CONSIGNES =
1 – Selon le texte sur la Manufacture à Lisbonne, qu'abritait autrefois la salle de répétition située sous la scène du Teatro Nacional D. Maria II ?
2 – Poursuivez le texte sur les élèves de la Manufacture à Lisbonne à partir de sa dernière phrase.

TEXTE DE LA PAGE =
========

Tiago Rodrigues et les élèves de la Manufacture de Lausanne. [RTS - Thierry Sartoretti]
La Manufacture à Lisbonne / Nectar / 53 min. / le 7 mai 2018
La dernière volée des étudiants-comédiens de la Manufacture à Lausanne, prépare à Lisbonne son spectacle de sortie de la Haute école des arts de la scène, sous la conduite du metteur en scène portugais Tiago Rodrigues. Reportage.

Nous voici au cœur de Lisbonne. Un cœur caché au deuxième sous-sol du Teatro Nacional D. Maria II. Au-dessus, l’édifice historique, ses colonnades, sa pompe glorieuse, photographié par les milliers de touristes qui arpentent les pavés du quartier Rocio.

Teatro Nacional de D Maria II à Lisbonne. [CC-BY-SA 3.0 - Alegna13]

Ce cœur abrite aussi des secrets lointains. Aujourd’hui, vaste salle de répétition sise sous la scène de la plus grande institution théâtrale portugaise, il abritait autrefois les sinistres geôles de l’Inquisition. On y rencontre ces jours les seize étudiantes et étudiants de la Manufacture, la Haute école des arts de la scène, sise à Lausanne.

Ils et elles ne sont pas soumis à la Question par un sévère inquisiteur armé de la Sainte Bible. Leur participation très volontaire et passablement démocratique crée leur ultime spectacle d’école sous la conduite du metteur en scène portugais Tiago Rodrigues, directeur du Teatro Nacional.

"Ca ne se passe jamais comme prévu"

Une grande table, des piles de feuilles. Elles arrivent au fur et à mesure d’une traduction menée dans l’urgence. La nuit, Tiago Rodrigues écrit des lettres en portugais. Des lettres d’adieu. Elles parlent d’un impossible rendez-vous dans le Jardin de Principe de Real et de cette ville que les élèves de la promotion I de la Manufacture ont arpentée en compagnie de porteurs de mémoire.

========

LISTE =
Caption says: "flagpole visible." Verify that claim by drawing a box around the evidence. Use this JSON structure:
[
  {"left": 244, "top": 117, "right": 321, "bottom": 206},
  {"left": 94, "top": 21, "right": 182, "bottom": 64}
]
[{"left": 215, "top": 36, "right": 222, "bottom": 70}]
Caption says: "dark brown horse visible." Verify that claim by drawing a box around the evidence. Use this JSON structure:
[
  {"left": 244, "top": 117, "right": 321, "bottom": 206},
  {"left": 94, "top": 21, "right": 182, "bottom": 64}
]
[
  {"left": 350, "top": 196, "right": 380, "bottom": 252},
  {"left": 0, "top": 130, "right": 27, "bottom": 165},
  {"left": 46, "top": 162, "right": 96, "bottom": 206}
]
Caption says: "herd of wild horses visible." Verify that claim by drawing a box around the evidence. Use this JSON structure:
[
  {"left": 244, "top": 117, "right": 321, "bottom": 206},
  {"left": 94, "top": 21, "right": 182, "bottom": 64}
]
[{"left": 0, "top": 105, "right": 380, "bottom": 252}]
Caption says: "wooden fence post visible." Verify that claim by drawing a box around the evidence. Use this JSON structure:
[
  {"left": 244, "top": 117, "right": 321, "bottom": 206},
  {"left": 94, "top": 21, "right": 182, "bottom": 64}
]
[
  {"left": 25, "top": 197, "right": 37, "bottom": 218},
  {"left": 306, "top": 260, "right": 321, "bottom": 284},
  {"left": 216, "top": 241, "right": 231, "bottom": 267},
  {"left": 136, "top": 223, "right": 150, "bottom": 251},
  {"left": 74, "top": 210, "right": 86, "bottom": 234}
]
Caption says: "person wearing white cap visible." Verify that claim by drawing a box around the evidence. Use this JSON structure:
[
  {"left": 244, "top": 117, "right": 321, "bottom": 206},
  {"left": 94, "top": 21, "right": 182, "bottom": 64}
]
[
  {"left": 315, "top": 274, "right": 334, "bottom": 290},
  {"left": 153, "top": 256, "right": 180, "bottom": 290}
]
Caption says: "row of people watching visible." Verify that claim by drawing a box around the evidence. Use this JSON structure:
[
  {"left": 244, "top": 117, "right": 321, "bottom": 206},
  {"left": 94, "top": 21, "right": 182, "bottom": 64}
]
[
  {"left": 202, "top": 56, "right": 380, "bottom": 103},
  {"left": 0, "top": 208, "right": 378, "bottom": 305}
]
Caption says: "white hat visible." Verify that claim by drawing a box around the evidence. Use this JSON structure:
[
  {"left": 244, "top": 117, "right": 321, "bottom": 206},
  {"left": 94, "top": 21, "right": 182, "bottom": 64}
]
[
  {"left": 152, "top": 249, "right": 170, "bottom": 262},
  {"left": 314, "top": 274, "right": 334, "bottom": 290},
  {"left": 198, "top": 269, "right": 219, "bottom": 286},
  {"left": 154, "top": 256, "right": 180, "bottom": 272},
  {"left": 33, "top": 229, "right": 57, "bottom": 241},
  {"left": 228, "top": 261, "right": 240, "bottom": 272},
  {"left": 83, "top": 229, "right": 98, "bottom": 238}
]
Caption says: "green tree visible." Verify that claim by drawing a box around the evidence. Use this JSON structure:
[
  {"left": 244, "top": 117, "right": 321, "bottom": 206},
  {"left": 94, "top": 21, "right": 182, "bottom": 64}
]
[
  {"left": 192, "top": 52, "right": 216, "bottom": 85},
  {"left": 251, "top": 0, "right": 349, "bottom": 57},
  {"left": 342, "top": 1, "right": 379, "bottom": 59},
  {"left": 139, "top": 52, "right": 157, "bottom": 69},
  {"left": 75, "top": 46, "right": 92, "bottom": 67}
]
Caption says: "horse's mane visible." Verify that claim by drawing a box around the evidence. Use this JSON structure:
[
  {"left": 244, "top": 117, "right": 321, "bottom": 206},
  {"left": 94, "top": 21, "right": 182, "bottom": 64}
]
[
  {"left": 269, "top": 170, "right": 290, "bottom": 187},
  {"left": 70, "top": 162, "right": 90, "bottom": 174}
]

========

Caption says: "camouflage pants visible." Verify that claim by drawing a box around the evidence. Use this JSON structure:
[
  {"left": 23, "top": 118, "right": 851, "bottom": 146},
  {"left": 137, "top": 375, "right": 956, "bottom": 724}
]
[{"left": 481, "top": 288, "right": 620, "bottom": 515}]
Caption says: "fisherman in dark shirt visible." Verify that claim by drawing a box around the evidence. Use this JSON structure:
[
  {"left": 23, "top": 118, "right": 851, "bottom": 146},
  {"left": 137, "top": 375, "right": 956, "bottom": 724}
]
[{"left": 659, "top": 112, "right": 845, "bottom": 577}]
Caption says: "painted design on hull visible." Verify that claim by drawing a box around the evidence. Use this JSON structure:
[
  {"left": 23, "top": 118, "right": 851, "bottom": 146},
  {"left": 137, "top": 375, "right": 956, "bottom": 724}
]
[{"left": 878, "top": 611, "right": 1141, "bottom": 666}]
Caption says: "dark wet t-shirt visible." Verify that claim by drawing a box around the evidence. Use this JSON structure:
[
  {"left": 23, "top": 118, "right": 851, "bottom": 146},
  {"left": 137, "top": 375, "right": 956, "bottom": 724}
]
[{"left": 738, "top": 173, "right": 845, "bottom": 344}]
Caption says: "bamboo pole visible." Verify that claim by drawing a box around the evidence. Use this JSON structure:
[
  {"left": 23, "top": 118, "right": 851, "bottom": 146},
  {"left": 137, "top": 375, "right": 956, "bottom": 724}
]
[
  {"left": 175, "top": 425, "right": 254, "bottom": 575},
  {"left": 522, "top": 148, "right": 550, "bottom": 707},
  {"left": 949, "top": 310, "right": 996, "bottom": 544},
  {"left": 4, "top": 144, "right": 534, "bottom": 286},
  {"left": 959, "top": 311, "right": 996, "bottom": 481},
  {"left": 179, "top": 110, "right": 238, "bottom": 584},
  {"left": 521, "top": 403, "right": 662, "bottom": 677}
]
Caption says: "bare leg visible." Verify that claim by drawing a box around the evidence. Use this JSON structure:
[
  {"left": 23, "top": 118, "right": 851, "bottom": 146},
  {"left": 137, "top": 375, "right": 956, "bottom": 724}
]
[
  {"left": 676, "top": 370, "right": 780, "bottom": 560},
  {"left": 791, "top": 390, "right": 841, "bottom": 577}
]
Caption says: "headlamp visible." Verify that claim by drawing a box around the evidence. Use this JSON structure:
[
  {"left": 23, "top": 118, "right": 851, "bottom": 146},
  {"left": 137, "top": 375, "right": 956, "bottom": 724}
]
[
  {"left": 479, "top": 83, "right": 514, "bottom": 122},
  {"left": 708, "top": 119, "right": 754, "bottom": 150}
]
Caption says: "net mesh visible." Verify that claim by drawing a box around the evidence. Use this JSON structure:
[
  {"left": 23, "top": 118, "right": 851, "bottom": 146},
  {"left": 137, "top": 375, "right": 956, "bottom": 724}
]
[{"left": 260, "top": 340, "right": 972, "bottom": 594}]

========

RÉPONSES ATTENDUES =
1 – Les sinistres geôles de l'Inquisition.

2 –
Il y a cette écrivaine qui leur a montré la piscine où elle nageait enfant, aujourd’hui à l’abandon. Il y a ce journaliste retraité qui leur a parlé de la révolution de 1974 et du vieux quartier du Bairro Alto. Il y a cet ancien exilé dont le frère est tombé dans les guerres coloniales… La biographie des étudiants et leurs rencontres nourrissent le futur texte du spectacle.

Un spectacle qui comprendra aussi des extraits de la pièce "La Cerisaie" d’Anton Tchekhov et de la chanson portugaise. Le lien entre ces éléments? Les temps qui changent, les mémoires qui tendent à s’effacer et les individus qui se quittent. Le titre de cette pièce résume à lui seul cette aventure menée, deux mois durant, à Lisbonne: "Ça ne se passe jamais comme prévu".

Le réalisateur portugais Tiago Rodrigues en plein travail avec les élèves de la Manufacture. [RTS - Thierry Sartoretti]

"J’écris toujours en fonction de mes interprètes car une pièce de théâtre c’est aussi et d’abord une rencontre, une expérience commune", explique le metteur en scène. Ses textes sont tout frais. Ils comportent parfois des maladresses de traduction que toute la table débusque et améliore.

Au sous-sol du Teatro Nacional, on saute du français au portugais pour expliquer tel dicton, telle expression populaire ou telle image poétique. Les jeunes comédiens découvrent leurs textes, les lisent à voix haute et proposent des modifications.

Des comédiens de demain

Ce matin-là c’est au tour de Pépin, Lucas, Greg, Dona, Isabela, Isumi et Julie de lire leur lettre. Vous ne les connaissez pas encore? Vous les verrez bientôt: au théâtre, au cinéma, dans vos séries télévisées préférées, dans une publicité ou lors d’une lecture publique.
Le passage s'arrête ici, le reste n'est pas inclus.